--- Task directions ---
Count the lines in the rows below that contain the string "worker", treating uppercase and lowercase as different. Reply with the number alone.

%%

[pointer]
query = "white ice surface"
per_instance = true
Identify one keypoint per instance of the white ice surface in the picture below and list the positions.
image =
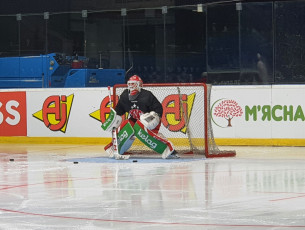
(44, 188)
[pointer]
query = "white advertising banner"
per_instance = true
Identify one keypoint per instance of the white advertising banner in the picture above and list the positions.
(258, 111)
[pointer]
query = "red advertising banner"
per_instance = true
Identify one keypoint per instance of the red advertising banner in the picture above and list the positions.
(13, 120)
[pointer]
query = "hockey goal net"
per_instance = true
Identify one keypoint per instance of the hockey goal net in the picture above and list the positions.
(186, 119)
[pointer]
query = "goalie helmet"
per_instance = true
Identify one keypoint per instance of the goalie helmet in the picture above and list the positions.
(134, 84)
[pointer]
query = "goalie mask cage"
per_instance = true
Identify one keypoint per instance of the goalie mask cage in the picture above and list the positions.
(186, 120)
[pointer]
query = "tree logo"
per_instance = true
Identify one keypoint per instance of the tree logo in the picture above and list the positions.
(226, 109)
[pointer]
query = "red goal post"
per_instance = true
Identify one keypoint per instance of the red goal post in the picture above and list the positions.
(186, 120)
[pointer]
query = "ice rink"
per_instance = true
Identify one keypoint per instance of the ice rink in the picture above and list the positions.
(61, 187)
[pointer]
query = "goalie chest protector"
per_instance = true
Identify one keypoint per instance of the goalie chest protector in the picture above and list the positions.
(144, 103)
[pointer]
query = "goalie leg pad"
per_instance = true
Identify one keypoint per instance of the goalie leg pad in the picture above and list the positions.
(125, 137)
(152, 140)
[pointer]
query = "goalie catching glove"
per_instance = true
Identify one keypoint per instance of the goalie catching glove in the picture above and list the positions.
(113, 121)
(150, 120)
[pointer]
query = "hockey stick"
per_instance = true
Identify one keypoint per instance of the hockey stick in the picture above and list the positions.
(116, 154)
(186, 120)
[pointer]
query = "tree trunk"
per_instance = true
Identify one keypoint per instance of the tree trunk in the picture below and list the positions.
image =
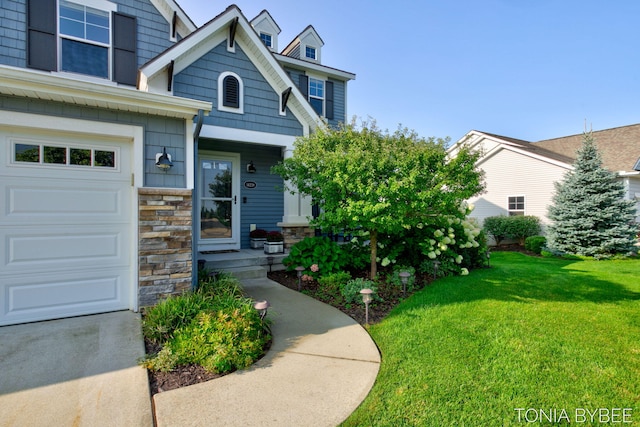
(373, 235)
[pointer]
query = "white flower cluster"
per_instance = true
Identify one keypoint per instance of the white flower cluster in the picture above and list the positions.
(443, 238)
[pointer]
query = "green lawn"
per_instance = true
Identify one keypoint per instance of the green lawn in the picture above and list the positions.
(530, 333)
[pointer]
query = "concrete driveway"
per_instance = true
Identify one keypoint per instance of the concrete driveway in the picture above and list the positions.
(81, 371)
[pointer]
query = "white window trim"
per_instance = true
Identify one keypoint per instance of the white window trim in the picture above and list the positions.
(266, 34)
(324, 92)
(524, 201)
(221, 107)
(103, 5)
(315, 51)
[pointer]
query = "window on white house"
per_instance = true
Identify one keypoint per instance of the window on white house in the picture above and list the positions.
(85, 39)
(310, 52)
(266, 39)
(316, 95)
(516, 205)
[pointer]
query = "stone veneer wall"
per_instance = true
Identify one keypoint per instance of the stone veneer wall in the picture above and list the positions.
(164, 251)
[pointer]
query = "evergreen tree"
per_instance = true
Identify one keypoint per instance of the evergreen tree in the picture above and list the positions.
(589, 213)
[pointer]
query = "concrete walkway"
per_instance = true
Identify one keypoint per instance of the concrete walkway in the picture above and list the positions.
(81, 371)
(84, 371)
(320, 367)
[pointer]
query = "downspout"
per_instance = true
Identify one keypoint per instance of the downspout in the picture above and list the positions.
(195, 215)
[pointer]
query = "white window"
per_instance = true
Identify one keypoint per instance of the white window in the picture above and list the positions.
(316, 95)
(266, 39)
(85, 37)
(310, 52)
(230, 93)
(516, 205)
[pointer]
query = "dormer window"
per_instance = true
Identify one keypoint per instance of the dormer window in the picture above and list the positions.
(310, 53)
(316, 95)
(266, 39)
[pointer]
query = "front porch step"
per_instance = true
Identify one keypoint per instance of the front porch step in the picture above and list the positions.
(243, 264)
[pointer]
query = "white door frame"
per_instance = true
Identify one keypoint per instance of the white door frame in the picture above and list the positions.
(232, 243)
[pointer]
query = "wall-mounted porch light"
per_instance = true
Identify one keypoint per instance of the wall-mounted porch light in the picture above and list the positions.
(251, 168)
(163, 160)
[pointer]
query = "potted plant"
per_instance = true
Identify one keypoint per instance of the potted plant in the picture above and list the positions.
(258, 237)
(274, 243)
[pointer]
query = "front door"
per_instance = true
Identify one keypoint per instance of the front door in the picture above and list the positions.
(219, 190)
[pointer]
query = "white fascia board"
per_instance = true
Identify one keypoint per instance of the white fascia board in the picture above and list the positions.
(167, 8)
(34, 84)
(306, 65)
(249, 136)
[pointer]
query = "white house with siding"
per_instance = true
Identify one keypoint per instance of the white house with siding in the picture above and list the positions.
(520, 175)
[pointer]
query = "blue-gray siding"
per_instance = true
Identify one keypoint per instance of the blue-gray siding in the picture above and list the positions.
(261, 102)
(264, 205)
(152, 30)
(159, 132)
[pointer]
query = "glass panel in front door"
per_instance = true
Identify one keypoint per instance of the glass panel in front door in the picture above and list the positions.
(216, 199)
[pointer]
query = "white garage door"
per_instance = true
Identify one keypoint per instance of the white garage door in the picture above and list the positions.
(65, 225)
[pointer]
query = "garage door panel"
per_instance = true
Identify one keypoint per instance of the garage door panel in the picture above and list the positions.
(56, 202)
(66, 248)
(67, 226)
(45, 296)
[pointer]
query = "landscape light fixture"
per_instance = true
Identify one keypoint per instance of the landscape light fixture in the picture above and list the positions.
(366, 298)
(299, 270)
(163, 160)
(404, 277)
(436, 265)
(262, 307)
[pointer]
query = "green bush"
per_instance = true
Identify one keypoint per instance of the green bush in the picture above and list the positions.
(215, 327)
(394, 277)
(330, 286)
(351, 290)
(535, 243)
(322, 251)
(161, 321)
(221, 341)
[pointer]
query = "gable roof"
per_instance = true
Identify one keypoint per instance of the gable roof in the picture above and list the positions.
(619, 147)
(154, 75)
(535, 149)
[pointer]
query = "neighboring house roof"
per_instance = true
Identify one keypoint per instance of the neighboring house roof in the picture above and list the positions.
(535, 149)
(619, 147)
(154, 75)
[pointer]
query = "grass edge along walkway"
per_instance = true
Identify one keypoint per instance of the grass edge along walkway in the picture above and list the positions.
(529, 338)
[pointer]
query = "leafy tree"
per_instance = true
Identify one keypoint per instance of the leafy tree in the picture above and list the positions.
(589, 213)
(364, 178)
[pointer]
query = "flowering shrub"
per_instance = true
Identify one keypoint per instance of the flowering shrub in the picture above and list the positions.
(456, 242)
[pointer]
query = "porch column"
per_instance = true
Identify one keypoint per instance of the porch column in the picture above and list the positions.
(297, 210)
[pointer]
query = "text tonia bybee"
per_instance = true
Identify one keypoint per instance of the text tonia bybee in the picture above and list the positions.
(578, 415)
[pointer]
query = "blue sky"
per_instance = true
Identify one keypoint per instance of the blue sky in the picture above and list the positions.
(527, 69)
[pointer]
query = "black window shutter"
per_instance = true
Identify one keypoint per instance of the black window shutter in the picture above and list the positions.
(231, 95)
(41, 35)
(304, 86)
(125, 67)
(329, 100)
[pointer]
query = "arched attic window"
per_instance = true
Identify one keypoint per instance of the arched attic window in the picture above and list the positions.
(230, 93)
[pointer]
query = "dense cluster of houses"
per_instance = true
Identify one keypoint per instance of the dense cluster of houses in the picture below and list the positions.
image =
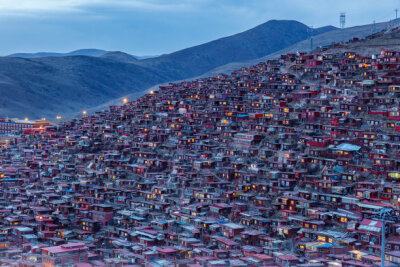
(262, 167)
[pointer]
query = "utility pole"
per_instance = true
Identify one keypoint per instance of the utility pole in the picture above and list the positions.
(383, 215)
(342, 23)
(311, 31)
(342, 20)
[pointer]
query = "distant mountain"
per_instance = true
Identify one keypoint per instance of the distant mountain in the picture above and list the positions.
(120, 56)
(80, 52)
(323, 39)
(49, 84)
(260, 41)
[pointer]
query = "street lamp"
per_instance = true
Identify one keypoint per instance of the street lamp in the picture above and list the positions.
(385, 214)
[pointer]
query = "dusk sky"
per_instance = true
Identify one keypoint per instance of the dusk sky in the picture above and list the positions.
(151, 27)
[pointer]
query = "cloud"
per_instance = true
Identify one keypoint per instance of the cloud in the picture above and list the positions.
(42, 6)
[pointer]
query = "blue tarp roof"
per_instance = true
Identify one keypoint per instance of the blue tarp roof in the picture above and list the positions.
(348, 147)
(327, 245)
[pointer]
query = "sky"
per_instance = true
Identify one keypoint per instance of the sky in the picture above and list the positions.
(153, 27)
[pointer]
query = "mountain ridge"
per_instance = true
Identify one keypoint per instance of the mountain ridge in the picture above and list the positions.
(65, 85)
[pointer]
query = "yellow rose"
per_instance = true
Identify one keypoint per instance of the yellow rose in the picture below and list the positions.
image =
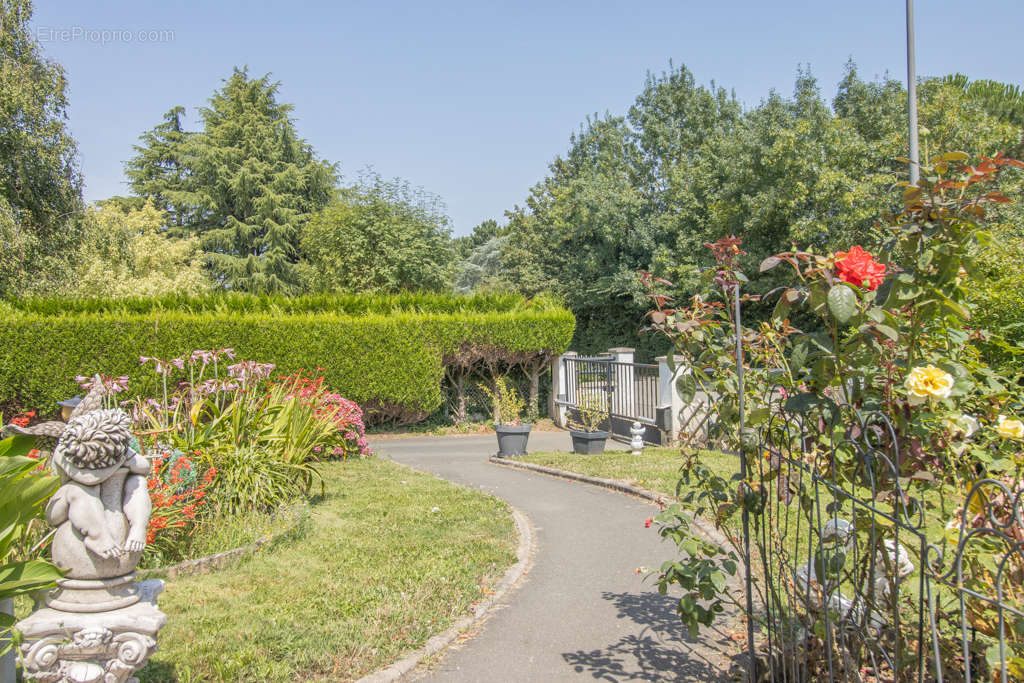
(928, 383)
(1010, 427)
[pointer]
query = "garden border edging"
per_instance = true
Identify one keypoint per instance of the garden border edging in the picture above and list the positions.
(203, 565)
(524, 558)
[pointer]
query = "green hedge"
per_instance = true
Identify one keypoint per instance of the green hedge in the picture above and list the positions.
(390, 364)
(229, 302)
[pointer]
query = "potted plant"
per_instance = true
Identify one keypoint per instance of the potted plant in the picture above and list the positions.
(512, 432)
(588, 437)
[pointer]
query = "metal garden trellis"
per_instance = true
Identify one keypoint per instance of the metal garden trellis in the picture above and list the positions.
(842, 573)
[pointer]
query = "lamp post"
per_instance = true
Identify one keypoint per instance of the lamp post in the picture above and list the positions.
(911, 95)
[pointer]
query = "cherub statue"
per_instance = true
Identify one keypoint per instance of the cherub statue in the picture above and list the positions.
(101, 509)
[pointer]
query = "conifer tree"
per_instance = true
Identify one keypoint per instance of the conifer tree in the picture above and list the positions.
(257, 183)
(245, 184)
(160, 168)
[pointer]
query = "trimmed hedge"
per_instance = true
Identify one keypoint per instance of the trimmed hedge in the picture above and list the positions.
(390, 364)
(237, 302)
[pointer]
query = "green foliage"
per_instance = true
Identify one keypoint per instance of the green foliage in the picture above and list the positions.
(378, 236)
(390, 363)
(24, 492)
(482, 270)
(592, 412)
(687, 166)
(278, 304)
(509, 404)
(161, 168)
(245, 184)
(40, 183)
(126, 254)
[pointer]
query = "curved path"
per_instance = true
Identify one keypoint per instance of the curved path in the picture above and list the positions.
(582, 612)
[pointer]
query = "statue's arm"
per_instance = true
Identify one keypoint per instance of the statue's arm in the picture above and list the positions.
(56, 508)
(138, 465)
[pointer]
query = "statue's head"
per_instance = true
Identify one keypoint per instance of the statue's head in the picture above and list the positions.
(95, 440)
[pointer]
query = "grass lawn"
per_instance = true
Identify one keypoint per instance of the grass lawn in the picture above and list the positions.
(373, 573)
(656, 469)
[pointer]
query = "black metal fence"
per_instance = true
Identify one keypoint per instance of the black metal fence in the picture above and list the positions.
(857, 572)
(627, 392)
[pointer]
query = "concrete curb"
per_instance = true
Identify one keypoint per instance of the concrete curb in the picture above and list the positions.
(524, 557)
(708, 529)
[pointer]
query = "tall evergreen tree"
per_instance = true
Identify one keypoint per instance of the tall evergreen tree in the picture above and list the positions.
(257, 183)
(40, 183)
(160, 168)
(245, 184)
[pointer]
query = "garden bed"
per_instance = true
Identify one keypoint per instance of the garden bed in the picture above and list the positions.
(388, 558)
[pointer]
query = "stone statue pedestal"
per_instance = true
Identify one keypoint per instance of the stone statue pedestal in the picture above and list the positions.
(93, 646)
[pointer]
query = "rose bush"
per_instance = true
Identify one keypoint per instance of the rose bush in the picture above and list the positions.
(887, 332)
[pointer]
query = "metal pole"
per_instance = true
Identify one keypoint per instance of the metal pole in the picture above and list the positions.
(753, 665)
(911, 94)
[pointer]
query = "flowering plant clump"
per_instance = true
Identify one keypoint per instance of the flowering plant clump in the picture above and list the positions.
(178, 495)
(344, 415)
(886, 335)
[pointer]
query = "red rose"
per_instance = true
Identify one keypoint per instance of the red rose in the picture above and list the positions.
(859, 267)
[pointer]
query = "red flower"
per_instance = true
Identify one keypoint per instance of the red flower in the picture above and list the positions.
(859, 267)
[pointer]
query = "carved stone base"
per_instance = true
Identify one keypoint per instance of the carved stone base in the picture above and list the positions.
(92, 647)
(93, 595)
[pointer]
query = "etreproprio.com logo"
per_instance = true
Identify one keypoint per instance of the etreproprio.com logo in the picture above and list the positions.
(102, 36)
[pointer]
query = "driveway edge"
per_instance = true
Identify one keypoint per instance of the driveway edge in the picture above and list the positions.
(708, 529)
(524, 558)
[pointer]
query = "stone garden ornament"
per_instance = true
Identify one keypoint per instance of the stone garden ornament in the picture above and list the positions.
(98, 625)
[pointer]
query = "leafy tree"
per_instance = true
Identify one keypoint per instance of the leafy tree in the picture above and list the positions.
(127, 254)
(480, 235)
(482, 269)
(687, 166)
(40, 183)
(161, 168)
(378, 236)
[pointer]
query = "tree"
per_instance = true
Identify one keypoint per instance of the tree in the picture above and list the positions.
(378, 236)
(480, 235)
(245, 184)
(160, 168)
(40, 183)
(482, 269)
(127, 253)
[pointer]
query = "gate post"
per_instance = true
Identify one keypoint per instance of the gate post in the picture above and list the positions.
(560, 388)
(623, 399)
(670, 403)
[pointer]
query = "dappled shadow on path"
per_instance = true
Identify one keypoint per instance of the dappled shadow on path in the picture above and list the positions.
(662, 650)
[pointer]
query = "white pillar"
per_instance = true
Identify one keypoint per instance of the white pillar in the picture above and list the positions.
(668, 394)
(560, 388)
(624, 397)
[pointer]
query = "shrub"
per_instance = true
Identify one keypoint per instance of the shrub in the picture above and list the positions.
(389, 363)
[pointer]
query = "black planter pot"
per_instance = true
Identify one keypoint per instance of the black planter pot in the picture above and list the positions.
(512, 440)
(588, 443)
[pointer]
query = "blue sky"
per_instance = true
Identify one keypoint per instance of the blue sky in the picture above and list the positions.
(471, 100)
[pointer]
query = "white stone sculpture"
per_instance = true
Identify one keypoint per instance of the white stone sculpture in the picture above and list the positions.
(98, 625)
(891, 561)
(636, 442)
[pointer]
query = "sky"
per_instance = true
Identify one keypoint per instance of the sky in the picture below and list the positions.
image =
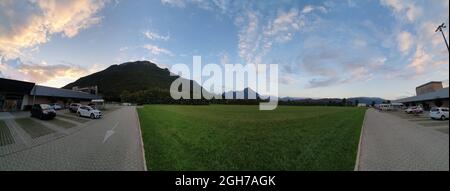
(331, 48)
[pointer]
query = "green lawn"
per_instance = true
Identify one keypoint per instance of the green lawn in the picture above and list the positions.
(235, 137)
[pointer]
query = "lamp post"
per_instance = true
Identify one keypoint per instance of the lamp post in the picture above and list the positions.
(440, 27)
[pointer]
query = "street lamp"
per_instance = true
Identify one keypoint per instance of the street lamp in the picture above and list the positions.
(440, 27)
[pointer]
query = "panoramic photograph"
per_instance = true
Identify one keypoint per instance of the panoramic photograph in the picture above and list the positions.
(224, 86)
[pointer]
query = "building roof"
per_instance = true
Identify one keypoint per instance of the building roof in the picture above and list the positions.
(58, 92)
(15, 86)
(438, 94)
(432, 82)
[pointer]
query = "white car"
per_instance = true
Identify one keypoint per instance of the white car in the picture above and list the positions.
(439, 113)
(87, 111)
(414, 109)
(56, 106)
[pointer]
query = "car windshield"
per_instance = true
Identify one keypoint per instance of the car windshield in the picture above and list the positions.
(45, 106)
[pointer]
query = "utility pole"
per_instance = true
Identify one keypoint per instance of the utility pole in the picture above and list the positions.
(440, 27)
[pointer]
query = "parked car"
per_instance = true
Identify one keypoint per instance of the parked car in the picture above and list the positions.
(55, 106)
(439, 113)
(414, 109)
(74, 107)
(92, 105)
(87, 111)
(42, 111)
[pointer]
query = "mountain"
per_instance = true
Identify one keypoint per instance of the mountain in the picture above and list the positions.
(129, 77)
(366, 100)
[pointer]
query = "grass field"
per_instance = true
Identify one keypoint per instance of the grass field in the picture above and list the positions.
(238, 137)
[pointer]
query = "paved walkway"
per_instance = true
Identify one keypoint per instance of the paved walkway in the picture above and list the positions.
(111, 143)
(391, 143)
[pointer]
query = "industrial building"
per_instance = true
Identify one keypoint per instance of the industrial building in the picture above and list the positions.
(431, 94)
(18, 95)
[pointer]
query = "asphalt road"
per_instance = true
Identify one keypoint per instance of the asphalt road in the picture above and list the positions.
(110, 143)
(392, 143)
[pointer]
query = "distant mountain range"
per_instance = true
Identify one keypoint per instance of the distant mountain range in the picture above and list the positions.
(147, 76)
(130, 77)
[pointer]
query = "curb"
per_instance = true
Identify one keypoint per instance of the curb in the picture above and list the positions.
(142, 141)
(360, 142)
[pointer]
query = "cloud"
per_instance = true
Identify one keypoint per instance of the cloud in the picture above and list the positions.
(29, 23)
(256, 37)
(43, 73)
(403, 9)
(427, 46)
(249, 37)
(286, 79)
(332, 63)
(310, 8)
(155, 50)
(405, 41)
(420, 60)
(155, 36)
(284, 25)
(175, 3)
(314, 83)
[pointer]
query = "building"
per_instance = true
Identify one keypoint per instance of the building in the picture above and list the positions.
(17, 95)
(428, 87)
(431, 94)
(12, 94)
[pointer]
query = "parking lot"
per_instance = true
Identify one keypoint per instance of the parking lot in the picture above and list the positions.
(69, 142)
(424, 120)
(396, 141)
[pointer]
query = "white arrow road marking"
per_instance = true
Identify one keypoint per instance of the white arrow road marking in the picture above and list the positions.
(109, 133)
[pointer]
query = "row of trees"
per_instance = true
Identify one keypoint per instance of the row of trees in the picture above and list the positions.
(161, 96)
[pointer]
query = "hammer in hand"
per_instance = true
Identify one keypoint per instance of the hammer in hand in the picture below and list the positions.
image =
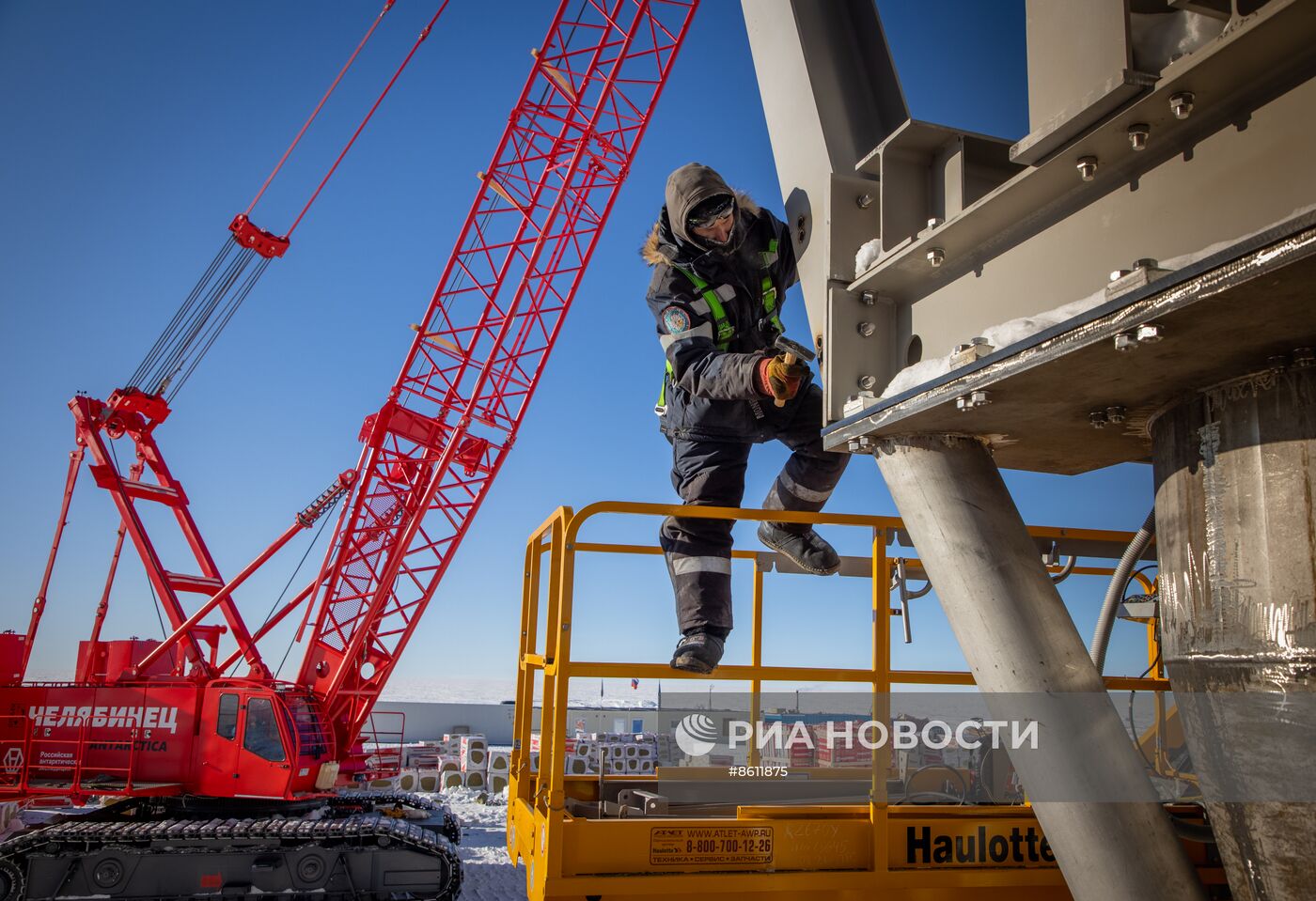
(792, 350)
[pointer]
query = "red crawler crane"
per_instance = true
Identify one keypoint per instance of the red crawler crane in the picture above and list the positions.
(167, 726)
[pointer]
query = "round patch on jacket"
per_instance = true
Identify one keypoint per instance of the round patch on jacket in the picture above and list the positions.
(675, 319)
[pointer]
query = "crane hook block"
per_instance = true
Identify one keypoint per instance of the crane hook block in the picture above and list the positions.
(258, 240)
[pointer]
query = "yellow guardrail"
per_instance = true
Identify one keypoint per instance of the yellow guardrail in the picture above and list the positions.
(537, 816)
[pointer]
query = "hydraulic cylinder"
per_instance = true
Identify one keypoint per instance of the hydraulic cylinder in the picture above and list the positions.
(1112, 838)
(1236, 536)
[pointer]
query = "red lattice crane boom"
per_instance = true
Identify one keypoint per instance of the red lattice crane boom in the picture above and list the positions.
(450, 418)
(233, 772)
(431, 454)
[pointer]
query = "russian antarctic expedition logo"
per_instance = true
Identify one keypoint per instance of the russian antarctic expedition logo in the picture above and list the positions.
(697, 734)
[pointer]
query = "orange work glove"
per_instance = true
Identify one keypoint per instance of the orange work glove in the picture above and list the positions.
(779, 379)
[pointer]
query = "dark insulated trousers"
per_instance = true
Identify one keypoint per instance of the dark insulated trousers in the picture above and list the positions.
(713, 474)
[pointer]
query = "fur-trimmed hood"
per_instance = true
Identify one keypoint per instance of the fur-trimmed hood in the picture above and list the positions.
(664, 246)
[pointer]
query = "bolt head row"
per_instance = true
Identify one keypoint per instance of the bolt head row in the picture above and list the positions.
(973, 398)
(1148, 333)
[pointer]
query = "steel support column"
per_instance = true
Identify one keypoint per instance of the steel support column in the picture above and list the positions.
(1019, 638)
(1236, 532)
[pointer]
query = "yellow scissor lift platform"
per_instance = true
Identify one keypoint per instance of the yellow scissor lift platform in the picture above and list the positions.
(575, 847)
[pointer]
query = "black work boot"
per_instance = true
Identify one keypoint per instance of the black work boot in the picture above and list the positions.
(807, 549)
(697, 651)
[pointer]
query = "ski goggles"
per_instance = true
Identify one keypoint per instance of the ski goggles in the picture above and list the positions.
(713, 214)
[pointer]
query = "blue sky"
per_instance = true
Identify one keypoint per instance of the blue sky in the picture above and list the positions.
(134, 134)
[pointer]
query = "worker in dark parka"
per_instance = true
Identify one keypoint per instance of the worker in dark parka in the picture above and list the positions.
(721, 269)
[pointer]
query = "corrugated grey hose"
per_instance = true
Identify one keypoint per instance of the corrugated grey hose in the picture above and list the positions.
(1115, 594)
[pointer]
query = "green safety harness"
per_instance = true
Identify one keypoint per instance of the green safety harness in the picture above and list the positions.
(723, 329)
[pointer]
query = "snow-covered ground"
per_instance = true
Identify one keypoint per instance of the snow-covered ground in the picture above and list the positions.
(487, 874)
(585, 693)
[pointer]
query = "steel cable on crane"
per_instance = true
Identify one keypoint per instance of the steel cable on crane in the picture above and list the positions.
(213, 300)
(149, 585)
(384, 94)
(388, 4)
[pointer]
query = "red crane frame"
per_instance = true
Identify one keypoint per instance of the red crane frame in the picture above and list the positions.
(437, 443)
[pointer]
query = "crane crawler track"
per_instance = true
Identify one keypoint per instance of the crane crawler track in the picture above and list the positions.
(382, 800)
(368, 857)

%%

--- The completed task ---
2